JOÃO
PEREIRA COUTINHO
As virtudes dos nossos vícios
A
brutalidade transporta um bem maior: repensar conceitos e preconceitos na busca
da verdade
ASSISTI
FINALMENTE a "Lincoln". Gostei das discussões sobre a escravatura. No
século 19, havia quem defendesse a emancipação dos escravos. E havia quem
considerasse a afirmação aberrante, para não dizer blasfema. Um negro igual a
um branco? Onde é que o mundo iria parar?
Moral
da história: pense duas vezes, leitor, antes de fuzilar opiniões politicamente
incorretas. No século 19, os antiescravagistas eram os politicamente incorretos
de serviço, dizendo o que o maioria não queria escutar.
Aliás,
essa é a virtude de opiniões que remam contra a maré dominante. Quando se
discute a "liberdade de expressão", repete-se muitas vezes o clichê conhecido
(e circular) de que a liberdade é importante, e blá-blá-blá.
Certo.
Mas esse não é o argumento fundamental. Fundamental mesmo é lembrar que, sem
liberdade de expressão, não existe possibilidade de progresso moral na
sociedade. Sem opiniões politicamente incorretas, os negros teriam demorado
mais tempo a sair das senzalas.

> **Enunciado 1**
Reescreva o trecho do texto sobre liberdade de expressão de "Mas esse não" a "sair das senzalas.", substituindo "sociedade" por "comunidade".
O texto e os registros não têm relação entre si.

> **Registros de entrada**
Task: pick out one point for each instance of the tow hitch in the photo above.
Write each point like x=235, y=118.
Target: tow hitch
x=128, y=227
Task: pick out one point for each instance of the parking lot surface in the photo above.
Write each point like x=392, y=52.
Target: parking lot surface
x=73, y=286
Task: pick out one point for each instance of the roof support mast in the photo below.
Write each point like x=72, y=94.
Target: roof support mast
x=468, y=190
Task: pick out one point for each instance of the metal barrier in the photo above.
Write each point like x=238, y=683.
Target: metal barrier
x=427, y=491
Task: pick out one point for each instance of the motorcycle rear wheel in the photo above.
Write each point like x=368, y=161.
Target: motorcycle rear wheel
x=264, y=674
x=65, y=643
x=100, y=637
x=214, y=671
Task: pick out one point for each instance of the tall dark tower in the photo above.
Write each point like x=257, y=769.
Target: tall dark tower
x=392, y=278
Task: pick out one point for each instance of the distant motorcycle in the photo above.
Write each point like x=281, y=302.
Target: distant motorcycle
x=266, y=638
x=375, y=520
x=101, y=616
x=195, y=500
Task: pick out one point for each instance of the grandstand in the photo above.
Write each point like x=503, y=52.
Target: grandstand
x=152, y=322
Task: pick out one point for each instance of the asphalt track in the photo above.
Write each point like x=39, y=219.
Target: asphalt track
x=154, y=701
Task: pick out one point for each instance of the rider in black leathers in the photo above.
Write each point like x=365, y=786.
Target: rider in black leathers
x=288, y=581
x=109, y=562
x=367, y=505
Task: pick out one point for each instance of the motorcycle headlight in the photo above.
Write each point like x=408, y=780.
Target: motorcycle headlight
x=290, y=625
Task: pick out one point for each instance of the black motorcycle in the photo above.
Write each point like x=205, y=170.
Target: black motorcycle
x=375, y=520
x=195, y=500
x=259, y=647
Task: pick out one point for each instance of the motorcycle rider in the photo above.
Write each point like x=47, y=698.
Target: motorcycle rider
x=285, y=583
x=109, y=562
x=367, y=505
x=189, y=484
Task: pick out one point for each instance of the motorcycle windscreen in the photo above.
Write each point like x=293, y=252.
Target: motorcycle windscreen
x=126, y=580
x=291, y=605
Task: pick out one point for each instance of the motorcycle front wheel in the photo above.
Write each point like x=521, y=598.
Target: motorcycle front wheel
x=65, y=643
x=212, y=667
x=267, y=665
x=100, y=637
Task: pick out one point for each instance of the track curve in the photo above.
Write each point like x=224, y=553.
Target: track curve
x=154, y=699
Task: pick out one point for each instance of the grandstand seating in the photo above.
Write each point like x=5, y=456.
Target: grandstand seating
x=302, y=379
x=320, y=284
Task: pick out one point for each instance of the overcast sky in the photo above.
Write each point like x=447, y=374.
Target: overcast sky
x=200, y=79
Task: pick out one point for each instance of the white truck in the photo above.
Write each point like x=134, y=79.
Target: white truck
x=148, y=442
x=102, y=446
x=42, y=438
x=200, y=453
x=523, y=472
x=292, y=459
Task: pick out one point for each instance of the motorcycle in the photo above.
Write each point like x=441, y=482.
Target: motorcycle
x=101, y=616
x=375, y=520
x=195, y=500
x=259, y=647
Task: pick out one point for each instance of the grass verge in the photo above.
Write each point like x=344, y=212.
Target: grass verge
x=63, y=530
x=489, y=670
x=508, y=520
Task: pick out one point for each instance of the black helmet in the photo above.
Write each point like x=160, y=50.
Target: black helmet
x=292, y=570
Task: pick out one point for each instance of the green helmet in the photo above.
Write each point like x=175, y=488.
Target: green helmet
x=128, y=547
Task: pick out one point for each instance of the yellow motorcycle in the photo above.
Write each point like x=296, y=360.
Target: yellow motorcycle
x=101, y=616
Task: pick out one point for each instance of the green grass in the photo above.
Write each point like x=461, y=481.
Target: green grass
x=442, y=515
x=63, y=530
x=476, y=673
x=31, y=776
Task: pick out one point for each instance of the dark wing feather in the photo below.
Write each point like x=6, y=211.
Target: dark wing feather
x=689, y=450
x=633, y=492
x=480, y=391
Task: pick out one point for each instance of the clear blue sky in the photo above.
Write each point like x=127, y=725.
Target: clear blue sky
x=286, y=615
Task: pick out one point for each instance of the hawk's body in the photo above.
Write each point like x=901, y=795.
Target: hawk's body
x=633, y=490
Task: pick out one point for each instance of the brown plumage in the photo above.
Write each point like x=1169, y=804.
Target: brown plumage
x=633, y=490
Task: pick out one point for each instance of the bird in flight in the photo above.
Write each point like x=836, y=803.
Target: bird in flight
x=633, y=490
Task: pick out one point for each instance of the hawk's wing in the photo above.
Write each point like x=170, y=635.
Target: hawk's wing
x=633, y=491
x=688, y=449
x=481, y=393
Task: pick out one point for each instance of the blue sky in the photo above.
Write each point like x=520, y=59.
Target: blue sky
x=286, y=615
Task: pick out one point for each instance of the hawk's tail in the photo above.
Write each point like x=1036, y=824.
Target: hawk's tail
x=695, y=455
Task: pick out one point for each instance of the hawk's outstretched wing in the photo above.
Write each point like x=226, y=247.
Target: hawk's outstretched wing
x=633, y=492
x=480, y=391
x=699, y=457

> **Enunciado 2**
Reproduza as linhas dos registros desde o início até a linha com "x=468, y=190", inclusive, todas sem exceção, aumentando em 132 cada número das coordenadas dadas como resposta. Não inclua nenhuma outra linha.

> **Resposta 1**
Mas esse não é o argumento fundamental. Fundamental mesmo é lembrar que, sem
liberdade de expressão, não existe possibilidade de progresso moral na
comunidade. Sem opiniões politicamente incorretas, os negros teriam demorado
mais tempo a sair das senzalas.

> **Resposta 2**
Task: pick out one point for each instance of the tow hitch in the photo above.
Write each point like x=235, y=118.
Target: tow hitch
x=260, y=359
Task: pick out one point for each instance of the parking lot surface in the photo above.
Write each point like x=392, y=52.
Target: parking lot surface
x=205, y=418
Task: pick out one point for each instance of the roof support mast in the photo below.
Write each point like x=72, y=94.
Target: roof support mast
x=600, y=322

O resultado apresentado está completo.